**Required work**
Quote exactly the lines running from the line with "# each line" to the end of the entries, including both, and nothing else.

**Source data**
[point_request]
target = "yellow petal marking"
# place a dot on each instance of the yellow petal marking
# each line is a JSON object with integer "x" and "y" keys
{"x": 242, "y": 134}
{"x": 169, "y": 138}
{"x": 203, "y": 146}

**Answer**
# each line is a JSON object with integer "x" and "y" keys
{"x": 242, "y": 134}
{"x": 169, "y": 138}
{"x": 203, "y": 146}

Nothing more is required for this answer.